Task inputs
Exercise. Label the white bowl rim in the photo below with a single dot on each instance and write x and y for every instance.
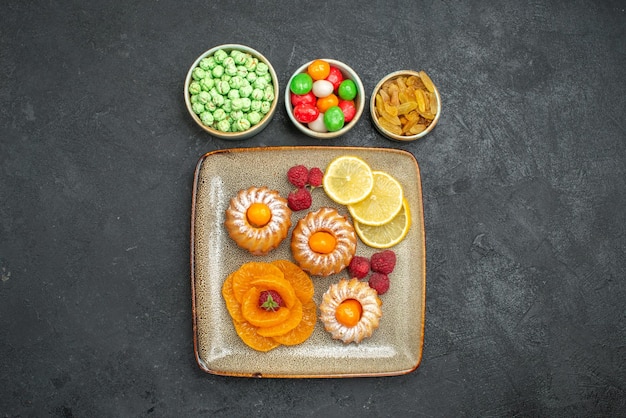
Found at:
(266, 118)
(375, 117)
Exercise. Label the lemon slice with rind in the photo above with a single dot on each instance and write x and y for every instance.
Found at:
(389, 234)
(348, 180)
(382, 204)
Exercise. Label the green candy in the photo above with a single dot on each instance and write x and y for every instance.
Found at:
(265, 107)
(255, 105)
(251, 77)
(245, 104)
(233, 94)
(231, 91)
(301, 84)
(235, 82)
(207, 83)
(257, 94)
(268, 94)
(245, 91)
(262, 68)
(207, 118)
(259, 83)
(231, 70)
(218, 100)
(237, 114)
(334, 118)
(236, 104)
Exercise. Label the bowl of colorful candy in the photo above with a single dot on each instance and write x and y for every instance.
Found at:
(231, 91)
(405, 105)
(324, 98)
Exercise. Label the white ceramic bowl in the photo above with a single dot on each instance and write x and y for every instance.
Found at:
(254, 129)
(375, 117)
(359, 101)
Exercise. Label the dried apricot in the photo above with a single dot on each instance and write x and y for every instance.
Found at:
(258, 214)
(349, 312)
(299, 279)
(290, 322)
(322, 242)
(248, 335)
(233, 307)
(294, 318)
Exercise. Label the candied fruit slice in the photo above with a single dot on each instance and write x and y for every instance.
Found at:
(251, 271)
(395, 129)
(233, 307)
(299, 279)
(252, 339)
(258, 316)
(304, 329)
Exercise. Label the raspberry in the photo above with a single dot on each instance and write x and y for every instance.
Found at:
(383, 262)
(359, 267)
(298, 175)
(299, 199)
(379, 282)
(315, 177)
(270, 300)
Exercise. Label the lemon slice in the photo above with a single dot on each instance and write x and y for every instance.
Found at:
(389, 234)
(348, 180)
(382, 204)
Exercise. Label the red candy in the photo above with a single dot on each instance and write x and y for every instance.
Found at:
(305, 112)
(308, 98)
(348, 108)
(335, 77)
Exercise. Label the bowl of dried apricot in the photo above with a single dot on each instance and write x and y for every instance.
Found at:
(405, 105)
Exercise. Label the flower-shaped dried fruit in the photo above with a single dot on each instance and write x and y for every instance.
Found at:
(270, 304)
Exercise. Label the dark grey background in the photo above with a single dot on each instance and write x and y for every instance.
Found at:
(524, 195)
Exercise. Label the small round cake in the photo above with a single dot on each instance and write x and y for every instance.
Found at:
(323, 242)
(350, 310)
(258, 219)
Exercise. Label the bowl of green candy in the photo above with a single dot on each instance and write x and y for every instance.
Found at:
(231, 91)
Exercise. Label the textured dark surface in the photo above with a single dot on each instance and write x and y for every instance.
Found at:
(524, 190)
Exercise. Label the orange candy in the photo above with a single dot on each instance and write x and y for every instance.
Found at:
(322, 242)
(349, 312)
(325, 103)
(319, 69)
(258, 214)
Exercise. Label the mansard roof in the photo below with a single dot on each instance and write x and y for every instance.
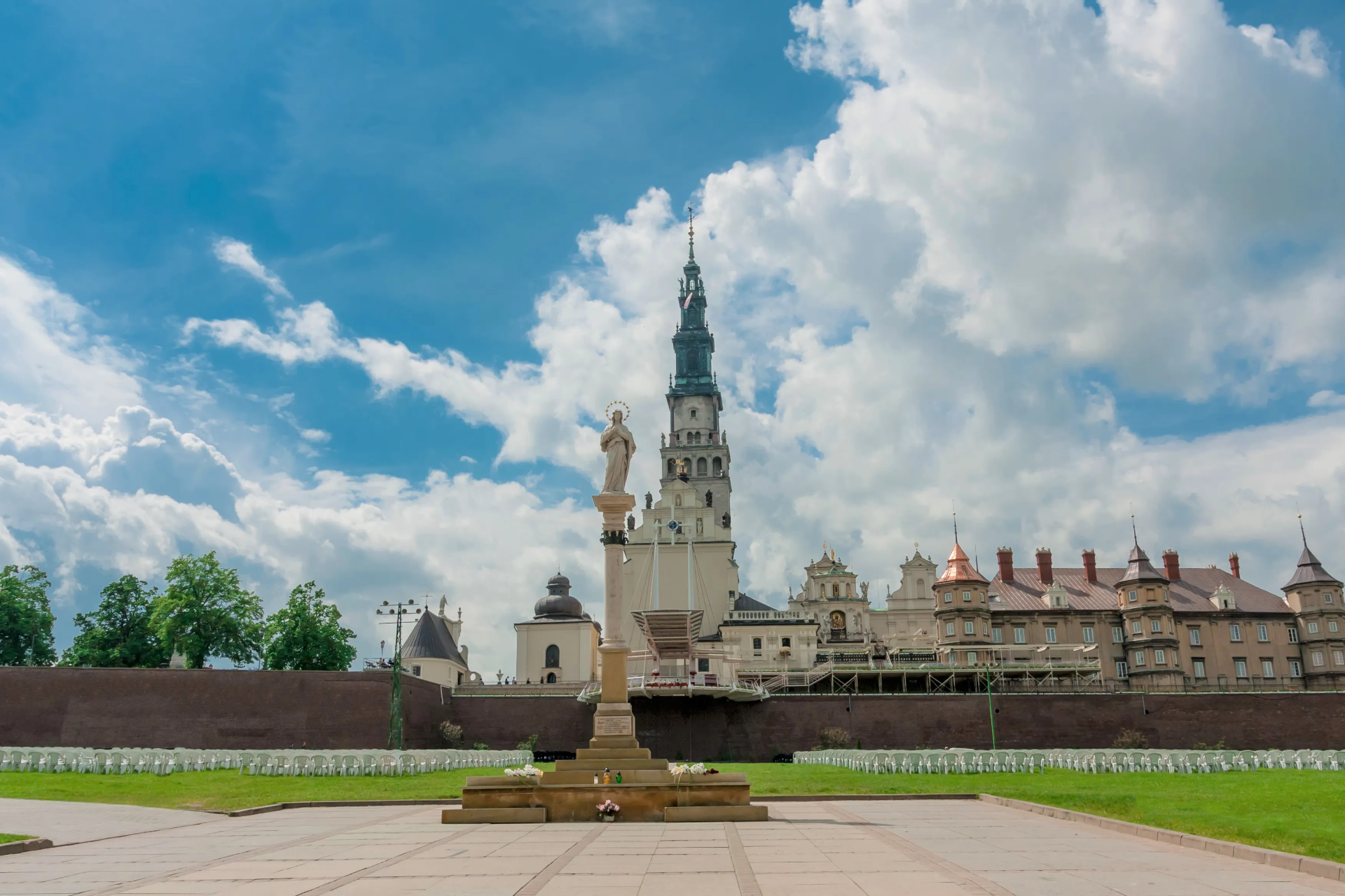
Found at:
(1309, 572)
(431, 640)
(1189, 593)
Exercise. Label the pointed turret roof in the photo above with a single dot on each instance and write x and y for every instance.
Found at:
(1309, 568)
(1138, 570)
(959, 568)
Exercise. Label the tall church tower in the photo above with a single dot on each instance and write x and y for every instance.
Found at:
(693, 501)
(694, 444)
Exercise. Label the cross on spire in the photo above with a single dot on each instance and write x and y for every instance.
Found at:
(690, 232)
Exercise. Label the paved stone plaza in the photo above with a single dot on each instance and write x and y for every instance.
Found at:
(925, 848)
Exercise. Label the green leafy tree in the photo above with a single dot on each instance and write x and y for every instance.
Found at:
(205, 612)
(26, 618)
(118, 631)
(307, 633)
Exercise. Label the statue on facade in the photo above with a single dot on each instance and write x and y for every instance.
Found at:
(619, 446)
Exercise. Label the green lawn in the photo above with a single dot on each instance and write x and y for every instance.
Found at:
(1297, 811)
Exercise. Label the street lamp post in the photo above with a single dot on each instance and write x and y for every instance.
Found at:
(394, 719)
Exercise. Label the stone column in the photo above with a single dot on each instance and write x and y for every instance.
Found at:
(614, 724)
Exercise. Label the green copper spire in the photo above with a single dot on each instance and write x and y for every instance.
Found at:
(693, 342)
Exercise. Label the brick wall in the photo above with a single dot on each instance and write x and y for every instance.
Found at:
(258, 710)
(209, 708)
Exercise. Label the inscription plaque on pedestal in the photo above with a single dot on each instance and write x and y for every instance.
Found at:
(614, 726)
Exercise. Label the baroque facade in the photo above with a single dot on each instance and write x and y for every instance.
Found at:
(1086, 627)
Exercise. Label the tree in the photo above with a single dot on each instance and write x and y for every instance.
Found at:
(205, 612)
(118, 631)
(26, 618)
(307, 633)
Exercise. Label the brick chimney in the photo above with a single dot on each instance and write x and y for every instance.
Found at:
(1172, 567)
(1091, 565)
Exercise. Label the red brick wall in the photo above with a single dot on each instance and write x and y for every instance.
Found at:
(257, 710)
(209, 708)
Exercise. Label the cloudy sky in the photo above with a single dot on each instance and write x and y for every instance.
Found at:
(342, 292)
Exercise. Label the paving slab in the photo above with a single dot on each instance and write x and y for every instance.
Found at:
(822, 848)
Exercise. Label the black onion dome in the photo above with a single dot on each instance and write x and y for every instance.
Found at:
(558, 605)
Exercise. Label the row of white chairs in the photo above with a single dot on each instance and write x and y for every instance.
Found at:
(276, 761)
(925, 761)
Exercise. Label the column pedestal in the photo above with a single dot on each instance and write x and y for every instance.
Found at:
(614, 723)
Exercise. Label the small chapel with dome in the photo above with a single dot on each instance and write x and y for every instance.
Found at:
(558, 645)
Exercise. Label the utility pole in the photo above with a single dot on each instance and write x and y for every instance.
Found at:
(394, 717)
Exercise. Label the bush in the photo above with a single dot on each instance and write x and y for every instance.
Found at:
(1130, 739)
(833, 739)
(451, 735)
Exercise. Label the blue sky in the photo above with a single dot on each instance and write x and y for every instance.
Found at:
(424, 171)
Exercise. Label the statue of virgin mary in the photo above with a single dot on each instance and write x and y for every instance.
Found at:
(619, 446)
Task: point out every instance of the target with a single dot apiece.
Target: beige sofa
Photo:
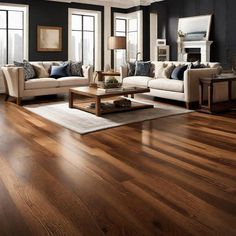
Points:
(17, 87)
(186, 91)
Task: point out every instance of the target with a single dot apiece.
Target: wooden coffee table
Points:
(95, 96)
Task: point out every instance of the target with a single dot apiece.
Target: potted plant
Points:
(181, 35)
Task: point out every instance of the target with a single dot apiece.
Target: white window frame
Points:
(134, 15)
(97, 30)
(25, 9)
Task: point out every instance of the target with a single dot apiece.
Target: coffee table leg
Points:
(98, 106)
(71, 98)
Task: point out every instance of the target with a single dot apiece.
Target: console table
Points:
(211, 106)
(101, 74)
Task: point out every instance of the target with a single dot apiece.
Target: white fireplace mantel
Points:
(203, 45)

Exercise objective
Across the entries above, find the lines with the string "coffee" and copy them.

Response to this task
Target: wooden coffee table
Target: coffee table leg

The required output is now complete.